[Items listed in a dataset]
----
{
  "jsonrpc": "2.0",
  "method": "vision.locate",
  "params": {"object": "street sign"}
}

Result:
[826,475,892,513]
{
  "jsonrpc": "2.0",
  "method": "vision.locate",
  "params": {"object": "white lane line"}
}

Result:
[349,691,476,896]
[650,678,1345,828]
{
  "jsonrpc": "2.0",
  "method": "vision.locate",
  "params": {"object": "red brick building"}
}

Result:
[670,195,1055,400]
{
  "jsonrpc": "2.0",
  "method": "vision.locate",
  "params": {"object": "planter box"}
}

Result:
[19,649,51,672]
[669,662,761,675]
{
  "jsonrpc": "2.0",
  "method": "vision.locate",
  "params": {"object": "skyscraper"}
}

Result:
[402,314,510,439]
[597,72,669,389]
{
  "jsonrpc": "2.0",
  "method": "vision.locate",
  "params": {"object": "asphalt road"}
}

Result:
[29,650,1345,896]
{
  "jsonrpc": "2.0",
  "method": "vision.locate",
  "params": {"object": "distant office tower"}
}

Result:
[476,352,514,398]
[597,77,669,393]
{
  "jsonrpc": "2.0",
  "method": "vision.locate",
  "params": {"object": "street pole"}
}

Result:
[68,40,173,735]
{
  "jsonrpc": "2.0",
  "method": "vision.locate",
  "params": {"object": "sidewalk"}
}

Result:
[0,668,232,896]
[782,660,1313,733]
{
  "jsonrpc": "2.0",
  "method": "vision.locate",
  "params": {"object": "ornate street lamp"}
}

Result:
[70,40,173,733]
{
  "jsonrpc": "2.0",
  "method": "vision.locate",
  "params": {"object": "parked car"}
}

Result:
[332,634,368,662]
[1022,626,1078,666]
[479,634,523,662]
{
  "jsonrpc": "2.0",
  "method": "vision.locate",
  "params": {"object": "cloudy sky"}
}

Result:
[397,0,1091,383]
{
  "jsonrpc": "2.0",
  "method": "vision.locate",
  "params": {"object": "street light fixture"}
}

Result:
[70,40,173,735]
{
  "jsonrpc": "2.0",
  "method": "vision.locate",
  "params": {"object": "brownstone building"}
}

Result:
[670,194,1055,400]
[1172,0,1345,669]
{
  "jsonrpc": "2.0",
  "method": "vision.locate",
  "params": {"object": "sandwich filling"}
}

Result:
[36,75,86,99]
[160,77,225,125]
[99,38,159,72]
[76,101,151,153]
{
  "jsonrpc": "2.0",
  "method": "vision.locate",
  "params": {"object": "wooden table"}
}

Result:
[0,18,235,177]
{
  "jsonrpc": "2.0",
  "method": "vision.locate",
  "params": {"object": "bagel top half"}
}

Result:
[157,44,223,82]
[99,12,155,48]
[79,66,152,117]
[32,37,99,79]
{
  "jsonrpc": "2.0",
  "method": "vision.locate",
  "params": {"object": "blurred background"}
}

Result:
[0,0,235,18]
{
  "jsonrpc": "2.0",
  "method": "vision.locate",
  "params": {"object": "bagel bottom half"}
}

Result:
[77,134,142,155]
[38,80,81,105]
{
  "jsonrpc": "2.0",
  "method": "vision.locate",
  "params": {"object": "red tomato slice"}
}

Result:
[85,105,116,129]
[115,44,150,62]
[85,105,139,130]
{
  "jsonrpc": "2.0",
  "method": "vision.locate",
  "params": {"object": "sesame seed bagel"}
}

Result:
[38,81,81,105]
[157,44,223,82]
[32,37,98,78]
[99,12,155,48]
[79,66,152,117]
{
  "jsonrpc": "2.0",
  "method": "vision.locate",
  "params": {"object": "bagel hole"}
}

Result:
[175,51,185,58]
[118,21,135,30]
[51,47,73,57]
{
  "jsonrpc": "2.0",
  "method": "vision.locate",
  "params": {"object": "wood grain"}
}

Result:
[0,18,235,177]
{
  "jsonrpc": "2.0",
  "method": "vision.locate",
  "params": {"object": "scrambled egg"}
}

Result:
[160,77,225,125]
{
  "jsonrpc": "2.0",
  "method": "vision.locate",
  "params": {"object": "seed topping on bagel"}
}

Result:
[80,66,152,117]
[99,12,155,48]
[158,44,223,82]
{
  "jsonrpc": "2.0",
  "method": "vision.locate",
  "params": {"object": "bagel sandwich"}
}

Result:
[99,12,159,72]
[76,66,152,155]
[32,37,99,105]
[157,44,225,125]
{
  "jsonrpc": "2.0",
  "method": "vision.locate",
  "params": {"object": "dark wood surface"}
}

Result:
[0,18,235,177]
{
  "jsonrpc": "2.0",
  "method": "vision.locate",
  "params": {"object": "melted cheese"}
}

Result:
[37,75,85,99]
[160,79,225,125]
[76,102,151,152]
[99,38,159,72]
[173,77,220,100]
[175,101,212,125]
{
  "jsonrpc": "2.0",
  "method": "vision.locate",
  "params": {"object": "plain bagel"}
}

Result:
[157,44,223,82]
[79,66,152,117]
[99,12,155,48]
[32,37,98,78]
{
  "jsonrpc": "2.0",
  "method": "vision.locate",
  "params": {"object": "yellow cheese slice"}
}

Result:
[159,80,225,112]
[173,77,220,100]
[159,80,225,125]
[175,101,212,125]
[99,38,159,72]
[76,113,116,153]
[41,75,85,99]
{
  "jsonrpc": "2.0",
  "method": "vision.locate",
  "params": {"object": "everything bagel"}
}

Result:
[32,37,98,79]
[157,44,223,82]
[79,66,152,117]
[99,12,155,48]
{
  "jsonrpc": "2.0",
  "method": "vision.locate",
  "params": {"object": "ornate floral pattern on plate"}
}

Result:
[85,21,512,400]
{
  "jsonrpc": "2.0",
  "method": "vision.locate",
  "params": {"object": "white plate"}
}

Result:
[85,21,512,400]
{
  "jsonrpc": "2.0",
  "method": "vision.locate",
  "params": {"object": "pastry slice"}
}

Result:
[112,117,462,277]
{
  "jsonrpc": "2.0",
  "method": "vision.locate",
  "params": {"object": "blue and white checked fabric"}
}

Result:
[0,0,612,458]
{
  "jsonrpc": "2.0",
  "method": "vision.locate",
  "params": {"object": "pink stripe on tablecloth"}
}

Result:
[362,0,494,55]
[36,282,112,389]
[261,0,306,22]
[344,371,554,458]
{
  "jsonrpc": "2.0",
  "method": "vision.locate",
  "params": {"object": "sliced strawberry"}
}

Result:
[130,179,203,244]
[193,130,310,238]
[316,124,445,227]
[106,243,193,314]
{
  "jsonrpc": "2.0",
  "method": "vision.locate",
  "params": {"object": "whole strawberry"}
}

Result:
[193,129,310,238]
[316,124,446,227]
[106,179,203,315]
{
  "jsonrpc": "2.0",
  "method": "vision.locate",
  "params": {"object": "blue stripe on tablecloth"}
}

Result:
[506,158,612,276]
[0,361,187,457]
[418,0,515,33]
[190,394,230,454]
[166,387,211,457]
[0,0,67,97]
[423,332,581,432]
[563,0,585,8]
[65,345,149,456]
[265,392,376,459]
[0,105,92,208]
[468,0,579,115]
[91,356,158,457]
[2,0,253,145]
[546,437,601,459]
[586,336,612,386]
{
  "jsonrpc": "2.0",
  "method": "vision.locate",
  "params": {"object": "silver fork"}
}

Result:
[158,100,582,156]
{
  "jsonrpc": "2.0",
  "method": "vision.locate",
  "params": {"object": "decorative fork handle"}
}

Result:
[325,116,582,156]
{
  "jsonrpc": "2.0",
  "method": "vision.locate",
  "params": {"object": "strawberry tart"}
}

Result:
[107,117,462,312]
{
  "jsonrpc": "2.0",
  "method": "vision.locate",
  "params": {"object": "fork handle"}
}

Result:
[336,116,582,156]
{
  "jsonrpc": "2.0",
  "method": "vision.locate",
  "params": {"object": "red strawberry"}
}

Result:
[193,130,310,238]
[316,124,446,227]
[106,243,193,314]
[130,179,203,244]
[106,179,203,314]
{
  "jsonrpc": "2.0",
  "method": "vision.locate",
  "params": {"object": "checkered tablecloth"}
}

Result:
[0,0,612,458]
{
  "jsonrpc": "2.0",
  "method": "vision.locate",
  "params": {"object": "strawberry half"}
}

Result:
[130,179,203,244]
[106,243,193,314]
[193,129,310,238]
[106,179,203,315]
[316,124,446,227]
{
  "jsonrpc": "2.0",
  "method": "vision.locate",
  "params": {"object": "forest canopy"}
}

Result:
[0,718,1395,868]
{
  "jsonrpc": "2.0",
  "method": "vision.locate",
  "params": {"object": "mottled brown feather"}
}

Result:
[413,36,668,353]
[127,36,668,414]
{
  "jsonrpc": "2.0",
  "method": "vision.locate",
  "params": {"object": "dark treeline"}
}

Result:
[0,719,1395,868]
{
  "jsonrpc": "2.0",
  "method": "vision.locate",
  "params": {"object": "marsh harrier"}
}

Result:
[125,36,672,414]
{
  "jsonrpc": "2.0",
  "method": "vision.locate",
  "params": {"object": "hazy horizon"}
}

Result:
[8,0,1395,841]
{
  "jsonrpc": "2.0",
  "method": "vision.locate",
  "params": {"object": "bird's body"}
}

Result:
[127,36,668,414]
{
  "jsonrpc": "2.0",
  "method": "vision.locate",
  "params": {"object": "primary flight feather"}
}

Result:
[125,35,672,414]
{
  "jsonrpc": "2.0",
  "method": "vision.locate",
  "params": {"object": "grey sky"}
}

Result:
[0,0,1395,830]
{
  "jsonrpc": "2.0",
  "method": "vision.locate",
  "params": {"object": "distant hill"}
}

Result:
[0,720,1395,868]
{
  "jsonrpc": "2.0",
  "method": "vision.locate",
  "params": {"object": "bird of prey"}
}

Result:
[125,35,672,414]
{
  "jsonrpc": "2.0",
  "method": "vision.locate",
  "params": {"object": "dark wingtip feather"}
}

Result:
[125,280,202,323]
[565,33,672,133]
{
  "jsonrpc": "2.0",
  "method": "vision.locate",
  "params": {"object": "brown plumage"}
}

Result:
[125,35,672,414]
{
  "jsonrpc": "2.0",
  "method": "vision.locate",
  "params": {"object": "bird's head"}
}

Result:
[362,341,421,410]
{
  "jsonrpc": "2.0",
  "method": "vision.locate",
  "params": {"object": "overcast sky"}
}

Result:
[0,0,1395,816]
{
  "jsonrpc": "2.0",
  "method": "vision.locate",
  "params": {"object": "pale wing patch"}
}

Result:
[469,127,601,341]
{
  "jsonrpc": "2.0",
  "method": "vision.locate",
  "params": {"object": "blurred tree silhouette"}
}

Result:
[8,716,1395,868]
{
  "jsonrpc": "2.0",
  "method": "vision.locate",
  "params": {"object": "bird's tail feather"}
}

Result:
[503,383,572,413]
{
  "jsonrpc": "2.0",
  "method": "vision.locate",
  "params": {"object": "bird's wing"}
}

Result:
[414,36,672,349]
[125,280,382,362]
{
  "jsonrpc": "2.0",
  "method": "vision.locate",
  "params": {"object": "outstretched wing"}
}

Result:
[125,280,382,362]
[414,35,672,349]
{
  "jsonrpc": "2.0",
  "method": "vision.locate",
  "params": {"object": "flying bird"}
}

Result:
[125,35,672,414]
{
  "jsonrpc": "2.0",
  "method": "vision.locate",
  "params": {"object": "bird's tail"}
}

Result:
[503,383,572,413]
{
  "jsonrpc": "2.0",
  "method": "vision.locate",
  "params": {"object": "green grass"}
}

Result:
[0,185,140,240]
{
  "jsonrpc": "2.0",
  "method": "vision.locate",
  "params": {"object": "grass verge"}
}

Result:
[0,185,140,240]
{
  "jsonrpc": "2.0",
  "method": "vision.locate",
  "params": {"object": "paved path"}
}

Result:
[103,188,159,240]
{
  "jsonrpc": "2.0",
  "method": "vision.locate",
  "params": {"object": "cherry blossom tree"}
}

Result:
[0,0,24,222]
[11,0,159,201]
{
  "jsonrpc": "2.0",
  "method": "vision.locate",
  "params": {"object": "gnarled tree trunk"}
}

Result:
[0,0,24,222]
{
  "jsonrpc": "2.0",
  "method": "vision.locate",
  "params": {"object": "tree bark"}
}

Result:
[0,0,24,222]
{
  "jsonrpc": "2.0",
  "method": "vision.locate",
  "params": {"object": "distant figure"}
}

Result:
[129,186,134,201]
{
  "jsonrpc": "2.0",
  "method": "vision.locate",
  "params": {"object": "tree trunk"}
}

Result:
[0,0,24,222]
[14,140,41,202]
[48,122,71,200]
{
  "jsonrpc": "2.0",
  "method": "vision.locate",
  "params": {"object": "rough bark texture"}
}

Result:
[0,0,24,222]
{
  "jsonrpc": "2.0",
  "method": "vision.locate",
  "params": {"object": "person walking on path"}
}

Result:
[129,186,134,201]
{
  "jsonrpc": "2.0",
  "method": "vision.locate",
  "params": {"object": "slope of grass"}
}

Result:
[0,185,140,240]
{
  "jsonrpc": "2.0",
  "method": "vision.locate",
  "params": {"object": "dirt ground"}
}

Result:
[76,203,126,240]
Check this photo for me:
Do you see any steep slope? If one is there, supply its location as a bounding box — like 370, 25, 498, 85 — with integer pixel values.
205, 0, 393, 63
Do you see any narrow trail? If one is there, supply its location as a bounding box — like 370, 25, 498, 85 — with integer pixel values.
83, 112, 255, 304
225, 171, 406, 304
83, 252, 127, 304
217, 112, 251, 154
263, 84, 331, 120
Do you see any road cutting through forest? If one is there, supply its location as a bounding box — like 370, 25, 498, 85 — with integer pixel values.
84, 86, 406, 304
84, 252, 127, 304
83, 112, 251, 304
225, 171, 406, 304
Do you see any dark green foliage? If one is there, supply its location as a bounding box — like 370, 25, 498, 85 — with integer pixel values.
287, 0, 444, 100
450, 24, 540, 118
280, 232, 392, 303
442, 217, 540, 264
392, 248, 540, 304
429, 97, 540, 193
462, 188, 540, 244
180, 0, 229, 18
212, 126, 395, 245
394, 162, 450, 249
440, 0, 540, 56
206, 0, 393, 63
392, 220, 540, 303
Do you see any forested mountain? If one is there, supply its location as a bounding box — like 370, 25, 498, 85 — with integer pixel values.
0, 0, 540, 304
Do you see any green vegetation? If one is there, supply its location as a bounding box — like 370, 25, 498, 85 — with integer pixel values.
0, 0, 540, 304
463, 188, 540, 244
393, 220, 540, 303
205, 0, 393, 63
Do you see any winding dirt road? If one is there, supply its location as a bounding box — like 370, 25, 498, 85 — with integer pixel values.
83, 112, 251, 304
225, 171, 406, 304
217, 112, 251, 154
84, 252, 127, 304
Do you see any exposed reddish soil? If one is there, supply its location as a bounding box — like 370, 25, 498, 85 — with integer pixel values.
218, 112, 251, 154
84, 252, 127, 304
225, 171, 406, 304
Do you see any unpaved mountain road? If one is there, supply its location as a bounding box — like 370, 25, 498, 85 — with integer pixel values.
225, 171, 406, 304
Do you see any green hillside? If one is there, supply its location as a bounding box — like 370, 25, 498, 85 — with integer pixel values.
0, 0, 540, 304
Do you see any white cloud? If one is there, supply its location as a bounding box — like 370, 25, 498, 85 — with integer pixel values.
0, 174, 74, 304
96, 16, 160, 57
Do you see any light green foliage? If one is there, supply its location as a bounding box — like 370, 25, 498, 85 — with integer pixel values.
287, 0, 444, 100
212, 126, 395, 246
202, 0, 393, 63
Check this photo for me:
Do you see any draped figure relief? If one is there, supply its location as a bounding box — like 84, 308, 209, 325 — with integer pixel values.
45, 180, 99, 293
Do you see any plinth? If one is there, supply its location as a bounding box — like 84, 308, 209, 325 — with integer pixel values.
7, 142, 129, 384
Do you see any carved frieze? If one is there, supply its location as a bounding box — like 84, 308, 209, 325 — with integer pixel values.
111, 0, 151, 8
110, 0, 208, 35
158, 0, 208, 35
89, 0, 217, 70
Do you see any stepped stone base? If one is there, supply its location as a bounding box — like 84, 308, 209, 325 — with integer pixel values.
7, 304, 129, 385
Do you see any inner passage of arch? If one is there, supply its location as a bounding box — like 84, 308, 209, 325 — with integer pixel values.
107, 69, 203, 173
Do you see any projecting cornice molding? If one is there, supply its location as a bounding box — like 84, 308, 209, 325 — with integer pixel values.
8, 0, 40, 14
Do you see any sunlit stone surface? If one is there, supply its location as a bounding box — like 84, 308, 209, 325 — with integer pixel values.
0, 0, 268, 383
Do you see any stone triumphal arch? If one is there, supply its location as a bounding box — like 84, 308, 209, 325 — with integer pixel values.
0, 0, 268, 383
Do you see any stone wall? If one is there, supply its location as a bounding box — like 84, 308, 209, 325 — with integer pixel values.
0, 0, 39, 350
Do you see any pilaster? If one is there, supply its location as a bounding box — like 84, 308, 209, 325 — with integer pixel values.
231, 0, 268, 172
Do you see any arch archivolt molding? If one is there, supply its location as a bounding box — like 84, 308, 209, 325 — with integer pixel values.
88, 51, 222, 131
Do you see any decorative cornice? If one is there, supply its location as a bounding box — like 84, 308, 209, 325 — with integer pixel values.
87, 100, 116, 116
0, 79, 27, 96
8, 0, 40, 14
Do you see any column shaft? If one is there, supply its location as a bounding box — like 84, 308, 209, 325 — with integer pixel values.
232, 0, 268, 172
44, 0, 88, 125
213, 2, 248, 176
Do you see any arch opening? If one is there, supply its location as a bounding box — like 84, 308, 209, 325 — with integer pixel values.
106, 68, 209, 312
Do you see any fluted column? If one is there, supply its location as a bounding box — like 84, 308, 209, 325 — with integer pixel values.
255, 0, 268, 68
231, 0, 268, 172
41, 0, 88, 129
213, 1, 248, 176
----
> **Task details**
Write out the data from its start through the line containing "[670,195,1055,400]", both ends included, with every line kept in place. Scale each bounding box coordinate in the results by 0.55, rounding to whole numbers with halves rounded up.

> **Task answer**
{
  "jsonrpc": "2.0",
  "method": "vision.locate",
  "params": {"object": "street sign"}
}

Result:
[454,261,491,282]
{
  "jsonrpc": "2.0",
  "method": "vision.locate",
  "params": {"object": "white lane line"}
}

Result:
[192,380,262,493]
[358,373,740,455]
{
  "jsonrpc": "2.0",
  "method": "vision.locate",
  "params": {"object": "red brick building"}
}

Result:
[369,107,580,220]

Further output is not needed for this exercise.